● Problem statement
Copy all of the data below verbatim, changing nothing.

● Supplied material
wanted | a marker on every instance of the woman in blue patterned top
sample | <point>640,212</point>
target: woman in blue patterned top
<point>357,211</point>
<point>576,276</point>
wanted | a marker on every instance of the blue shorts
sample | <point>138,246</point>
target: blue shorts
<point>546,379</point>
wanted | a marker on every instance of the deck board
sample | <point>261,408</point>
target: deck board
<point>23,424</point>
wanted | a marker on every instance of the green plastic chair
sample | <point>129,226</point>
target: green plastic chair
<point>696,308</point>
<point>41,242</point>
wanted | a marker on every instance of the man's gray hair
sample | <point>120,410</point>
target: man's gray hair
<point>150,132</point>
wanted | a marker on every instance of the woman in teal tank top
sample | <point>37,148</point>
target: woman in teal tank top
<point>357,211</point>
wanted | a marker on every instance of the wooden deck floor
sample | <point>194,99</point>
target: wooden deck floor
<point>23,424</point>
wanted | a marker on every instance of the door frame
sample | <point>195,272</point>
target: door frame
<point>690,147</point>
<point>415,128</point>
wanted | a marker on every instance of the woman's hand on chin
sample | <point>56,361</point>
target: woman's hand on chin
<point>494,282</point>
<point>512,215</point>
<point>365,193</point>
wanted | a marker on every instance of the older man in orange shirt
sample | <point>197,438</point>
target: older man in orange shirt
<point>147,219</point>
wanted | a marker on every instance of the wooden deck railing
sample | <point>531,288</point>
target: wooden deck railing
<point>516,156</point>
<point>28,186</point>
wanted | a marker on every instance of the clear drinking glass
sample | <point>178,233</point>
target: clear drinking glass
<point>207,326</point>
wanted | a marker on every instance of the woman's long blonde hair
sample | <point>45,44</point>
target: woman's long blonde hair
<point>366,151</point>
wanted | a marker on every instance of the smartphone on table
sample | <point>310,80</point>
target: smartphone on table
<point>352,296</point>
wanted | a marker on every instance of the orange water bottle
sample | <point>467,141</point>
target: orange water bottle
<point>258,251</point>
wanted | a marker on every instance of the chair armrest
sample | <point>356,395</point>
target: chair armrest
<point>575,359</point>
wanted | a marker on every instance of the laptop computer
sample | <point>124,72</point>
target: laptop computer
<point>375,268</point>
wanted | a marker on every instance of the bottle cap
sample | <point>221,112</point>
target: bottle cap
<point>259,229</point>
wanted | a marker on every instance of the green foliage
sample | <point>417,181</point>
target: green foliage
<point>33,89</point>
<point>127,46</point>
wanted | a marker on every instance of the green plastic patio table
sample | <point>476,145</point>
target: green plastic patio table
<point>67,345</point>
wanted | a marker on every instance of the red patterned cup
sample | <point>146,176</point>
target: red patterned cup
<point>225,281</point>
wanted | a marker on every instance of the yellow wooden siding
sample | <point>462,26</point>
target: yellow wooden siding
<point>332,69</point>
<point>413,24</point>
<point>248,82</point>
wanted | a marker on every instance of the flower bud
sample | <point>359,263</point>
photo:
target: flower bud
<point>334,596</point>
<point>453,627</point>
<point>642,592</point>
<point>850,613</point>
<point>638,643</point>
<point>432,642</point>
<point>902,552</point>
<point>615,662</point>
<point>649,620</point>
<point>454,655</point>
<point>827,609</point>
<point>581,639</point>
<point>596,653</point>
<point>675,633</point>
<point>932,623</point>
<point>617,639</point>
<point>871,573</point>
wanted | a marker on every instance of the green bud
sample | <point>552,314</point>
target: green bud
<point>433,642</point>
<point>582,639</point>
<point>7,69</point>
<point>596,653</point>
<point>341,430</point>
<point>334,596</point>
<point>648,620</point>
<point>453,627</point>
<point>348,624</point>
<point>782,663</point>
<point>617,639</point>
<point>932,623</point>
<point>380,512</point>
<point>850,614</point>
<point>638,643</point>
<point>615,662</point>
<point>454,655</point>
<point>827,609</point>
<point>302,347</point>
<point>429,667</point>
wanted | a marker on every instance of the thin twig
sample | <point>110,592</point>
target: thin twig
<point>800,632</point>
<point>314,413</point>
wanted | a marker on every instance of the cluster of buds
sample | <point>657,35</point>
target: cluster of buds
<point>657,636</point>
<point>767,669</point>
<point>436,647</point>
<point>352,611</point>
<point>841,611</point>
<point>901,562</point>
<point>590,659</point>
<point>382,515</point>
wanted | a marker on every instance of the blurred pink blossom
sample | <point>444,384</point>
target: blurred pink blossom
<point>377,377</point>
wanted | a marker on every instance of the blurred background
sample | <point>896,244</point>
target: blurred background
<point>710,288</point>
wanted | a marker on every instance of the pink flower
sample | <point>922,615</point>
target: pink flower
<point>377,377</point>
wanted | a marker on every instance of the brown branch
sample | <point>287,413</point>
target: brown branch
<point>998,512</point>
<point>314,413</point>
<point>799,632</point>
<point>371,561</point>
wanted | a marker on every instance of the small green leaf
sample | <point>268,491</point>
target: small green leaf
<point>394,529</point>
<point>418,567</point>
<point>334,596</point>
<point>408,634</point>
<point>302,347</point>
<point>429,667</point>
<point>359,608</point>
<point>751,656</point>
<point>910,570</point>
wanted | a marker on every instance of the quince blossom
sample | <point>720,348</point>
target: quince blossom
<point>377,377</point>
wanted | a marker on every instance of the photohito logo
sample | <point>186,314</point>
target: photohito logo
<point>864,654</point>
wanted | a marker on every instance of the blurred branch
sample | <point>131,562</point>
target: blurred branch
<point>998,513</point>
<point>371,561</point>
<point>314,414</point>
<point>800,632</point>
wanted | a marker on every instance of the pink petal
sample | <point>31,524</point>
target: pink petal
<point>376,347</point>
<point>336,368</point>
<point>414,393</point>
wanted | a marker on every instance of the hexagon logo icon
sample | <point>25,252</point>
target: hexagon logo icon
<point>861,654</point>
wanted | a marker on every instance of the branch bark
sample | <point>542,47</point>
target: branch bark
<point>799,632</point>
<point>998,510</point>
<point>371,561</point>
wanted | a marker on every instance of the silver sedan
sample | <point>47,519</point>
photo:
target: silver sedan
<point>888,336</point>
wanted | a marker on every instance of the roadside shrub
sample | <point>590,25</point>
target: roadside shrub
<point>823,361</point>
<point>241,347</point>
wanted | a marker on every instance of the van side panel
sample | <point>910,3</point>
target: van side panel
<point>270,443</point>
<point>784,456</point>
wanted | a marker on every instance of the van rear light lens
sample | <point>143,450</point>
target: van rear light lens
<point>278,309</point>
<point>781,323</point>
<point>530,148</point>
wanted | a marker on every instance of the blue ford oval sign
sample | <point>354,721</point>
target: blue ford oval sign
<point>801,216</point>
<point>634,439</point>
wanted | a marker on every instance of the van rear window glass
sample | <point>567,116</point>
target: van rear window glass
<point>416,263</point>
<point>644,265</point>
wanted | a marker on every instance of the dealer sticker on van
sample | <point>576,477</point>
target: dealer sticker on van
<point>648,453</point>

● Final result
wanted | a marker on every instance of the woman in blue patterned top
sample | <point>640,212</point>
target: woman in blue patterned top
<point>357,211</point>
<point>576,276</point>
wanted | a marker on every instance of the blue shorts
sample | <point>138,246</point>
target: blue shorts
<point>546,379</point>
wanted | a marker on every instance of the deck board
sample | <point>261,408</point>
target: deck board
<point>23,424</point>
wanted | a marker on every instance of the green plastic chair
sample | <point>129,226</point>
target: green plastic chair
<point>696,308</point>
<point>41,242</point>
wanted | a marker on every instance of the man's gray hair
sample | <point>120,410</point>
target: man's gray hair
<point>150,132</point>
wanted | a marker on every instance of the woman in teal tank top
sample | <point>37,148</point>
target: woman in teal tank top
<point>357,211</point>
wanted | a marker on every instance of the wooden deck floor
sample | <point>194,99</point>
target: wooden deck floor
<point>23,424</point>
wanted | a marker on every instance of the door frame
sample | <point>195,272</point>
target: door frame
<point>690,147</point>
<point>415,128</point>
wanted | a marker on every instance of the woman's hand on chin
sample | <point>56,361</point>
target: woman's hand on chin
<point>494,282</point>
<point>512,215</point>
<point>365,193</point>
wanted | a marker on every instance of the older man in orange shirt
sample | <point>197,438</point>
target: older man in orange shirt
<point>147,219</point>
wanted | a marker on every instance of the wooden deck railing
sample | <point>531,288</point>
target: wooden deck railing
<point>516,156</point>
<point>28,186</point>
wanted | a marker on every instance of the clear drinking glass
sample | <point>178,233</point>
target: clear drinking glass
<point>207,326</point>
wanted | a marker on every instance of the woman's long blonde hair
sample | <point>45,44</point>
target: woman's long blonde hair
<point>366,151</point>
wanted | a marker on every instance of the smartphone on table
sample | <point>310,80</point>
target: smartphone on table
<point>352,296</point>
wanted | a marker on every instance of the orange water bottle
sample | <point>467,141</point>
target: orange water bottle
<point>258,251</point>
wanted | a marker on every instance of the chair armrest
sample | <point>356,395</point>
target: chair armrest
<point>575,359</point>
wanted | a marker on every instance of the laptop computer
sample | <point>124,72</point>
target: laptop computer
<point>375,268</point>
wanted | a marker on every instance of the bottle cap
sample | <point>221,112</point>
target: bottle cap
<point>259,229</point>
wanted | a marker on every instance of the green foliage
sample | <point>417,181</point>
target: green foliage
<point>33,89</point>
<point>127,46</point>
wanted | a marker on every instance of the green plastic patio table
sample | <point>476,145</point>
target: green plastic patio table
<point>67,345</point>
wanted | a marker on every instance of the red patterned cup
sample | <point>146,176</point>
target: red patterned cup
<point>225,281</point>
wanted | a marker on every instance of the yellow wooden siding
sample | <point>462,26</point>
target: yellow wooden siding
<point>332,69</point>
<point>413,24</point>
<point>248,82</point>
wanted | a marker on every instance of the flower bud
sample | <point>359,263</point>
photo:
target: flower bud
<point>334,596</point>
<point>453,627</point>
<point>642,592</point>
<point>850,613</point>
<point>638,643</point>
<point>432,642</point>
<point>902,552</point>
<point>615,662</point>
<point>649,620</point>
<point>454,655</point>
<point>827,609</point>
<point>581,639</point>
<point>596,653</point>
<point>675,633</point>
<point>932,623</point>
<point>617,639</point>
<point>871,573</point>
wanted | a marker on every instance of the green bud
sample | <point>552,314</point>
target: green bud
<point>433,642</point>
<point>582,639</point>
<point>7,69</point>
<point>596,653</point>
<point>341,430</point>
<point>334,596</point>
<point>648,620</point>
<point>453,627</point>
<point>348,624</point>
<point>782,663</point>
<point>617,639</point>
<point>932,623</point>
<point>380,512</point>
<point>850,614</point>
<point>638,643</point>
<point>615,662</point>
<point>454,655</point>
<point>827,609</point>
<point>302,347</point>
<point>429,667</point>
wanted | a marker on every instance of the thin twig
sample | <point>110,592</point>
target: thin twig
<point>800,632</point>
<point>314,413</point>
wanted | a marker on every instance of the cluster of buds
sample | <point>657,35</point>
target: cluster of buds
<point>657,636</point>
<point>767,669</point>
<point>436,647</point>
<point>352,611</point>
<point>841,611</point>
<point>901,562</point>
<point>590,659</point>
<point>382,515</point>
wanted | a marker on every instance of the blurred pink blossom
sample | <point>444,384</point>
target: blurred pink blossom
<point>377,377</point>
wanted | a marker on every instance of the blurred background
sample | <point>896,244</point>
target: blurred background
<point>710,288</point>
wanted | a marker on every instance of the pink flower
sample | <point>922,615</point>
target: pink flower
<point>377,377</point>
wanted | a marker on every instance of the brown branch
sample | <point>287,413</point>
target: brown branch
<point>998,512</point>
<point>314,413</point>
<point>799,632</point>
<point>371,561</point>
wanted | a marker on every instance of the small green leaf
sample | <point>268,491</point>
target: small green leaf
<point>394,529</point>
<point>418,567</point>
<point>334,596</point>
<point>408,634</point>
<point>302,347</point>
<point>429,667</point>
<point>359,608</point>
<point>751,656</point>
<point>910,570</point>
wanted | a marker on every instance of the quince blossom
sample | <point>720,348</point>
target: quince blossom
<point>377,377</point>
wanted | a marker on every instance of the photohito logo
sample | <point>186,314</point>
target: photohito logo
<point>864,654</point>
wanted | a marker on every instance of the blurred branch
sample | <point>131,562</point>
target: blurred branch
<point>998,513</point>
<point>371,561</point>
<point>314,414</point>
<point>800,632</point>
wanted | a marker on every instance of the pink petal
sample | <point>31,524</point>
target: pink petal
<point>376,347</point>
<point>336,368</point>
<point>414,393</point>
wanted | a marker on every instance of the hexagon logo icon
sample | <point>25,252</point>
target: hexagon logo icon
<point>861,654</point>
wanted | a marker on every instance of the branch bark
sample | <point>542,47</point>
target: branch bark
<point>799,632</point>
<point>998,510</point>
<point>371,561</point>
wanted | a marker on every instance of the silver sedan
sample | <point>47,519</point>
photo:
target: silver sedan
<point>888,336</point>
wanted | a marker on every instance of the roadside shrub
sample | <point>590,25</point>
target: roadside shrub
<point>823,361</point>
<point>241,347</point>
wanted | a marker on every instance of the van side panel
sample | <point>910,3</point>
target: van side panel
<point>270,443</point>
<point>784,456</point>
wanted | a marker on every instance of the van rear light lens
sample | <point>143,450</point>
target: van rear light lens
<point>278,309</point>
<point>781,323</point>
<point>530,148</point>
wanted | a marker on every instance of the blue ford oval sign
sample | <point>354,721</point>
target: blue ford oval sign
<point>801,216</point>
<point>634,439</point>
wanted | a marker on every instance of the van rear window glass
sample | <point>567,116</point>
target: van rear window glass
<point>416,263</point>
<point>644,265</point>
wanted | a marker on every instance of the dealer sticker on van
sample | <point>576,477</point>
target: dealer sticker on van
<point>648,453</point>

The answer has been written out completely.